[PASSAGE PROVIDED — start]

RNA preprocessing#

Method#

FastQC was used before and after trimming to check the quality of RNA short reads. Trimmomatic was used to trim the reads.

FastQC#

Command:

for file in ~/genome_analysis/data/RNA_raw_data/*
do
fastqc $file -o ~/genome_analysis/analyses/04_rna_preprocessing/01-fastqc
done

for file in ~/genome_analysis/data/RNA_trimmed_reads/*
do
fastqc $file -o ~/genome_analysis/analyses/04_rna_preprocessing/03-fastqc
done

Trimmomatic#

Command:

java -jar $TRIMMOMATIC_HOME/trimmomatic.jar PE -threads 2 \
~/genome_analysis/data/RNA_raw_data/${name}_1.fastq.gz \
~/genome_analysis/data/RNA_raw_data/${name}_2.fastq.gz \
~/genome_analysis/analyses/04_rna_preprocessing/02-trimmomatic/$name.1P.fastq.gz \
~/genome_analysis/analyses/04_rna_preprocessing/02-trimmomatic/$name.1U.fastq.gz \
~/genome_analysis/analyses/04_rna_preprocessing/02-trimmomatic/$name.2P.fastq.gz \
~/genome_analysis/analyses/04_rna_preprocessing/02-trimmomatic/$name.2U.fastq.gz \
ILLUMINACLIP:$TRIMMOMATIC_HOME/adapters/TruSeq3-PE.fa:2:30:10 \
LEADING:20 \
TRAILING:20 \
SLIDINGWINDOW:1:3 \
MINLEN:40 \
MAXINFO:40:0.5

In paired end mode, two input files, and 4 output files are specified, 2 for the ‘paired’ output where both reads survived the processing, and 2 for corresponding ‘unpaired’ output where a read survived, but the partner read did not.

[PASSAGE PROVIDED — finish]

● **PROBLEM REQUIREMENTS**: Say whether each statement agrees with the RNA preprocessing page, answering yes or no and quoting the deciding words: (a) FastQC was run only after the reads were trimmed. (b) In paired end mode, Trimmomatic is given two input files and four output files. (c) The Trimmomatic command runs with 2 threads. The rows are separate material, unconnected to the RNA preprocessing page.

[PROVIDED INFORMATION — start]

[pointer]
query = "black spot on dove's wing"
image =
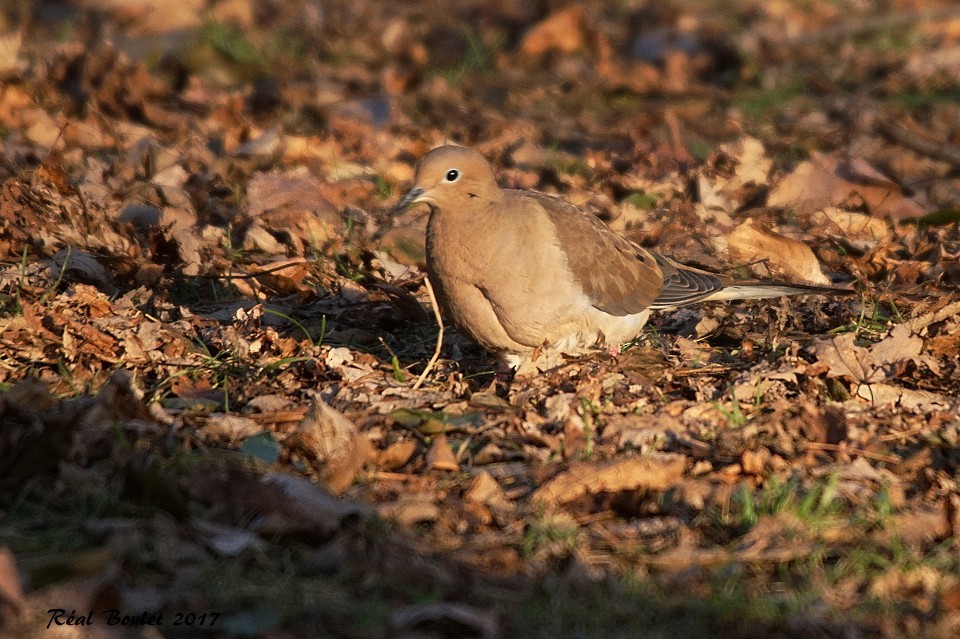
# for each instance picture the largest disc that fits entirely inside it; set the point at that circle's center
(617, 276)
(684, 285)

[PROVIDED INFORMATION — finish]

● **REPLY**:
(a) No: "FastQC was used before and after trimming to check the quality of RNA short reads."
(b) Yes: "In paired end mode, two input files, and 4 output files are specified"
(c) Yes: "-threads 2"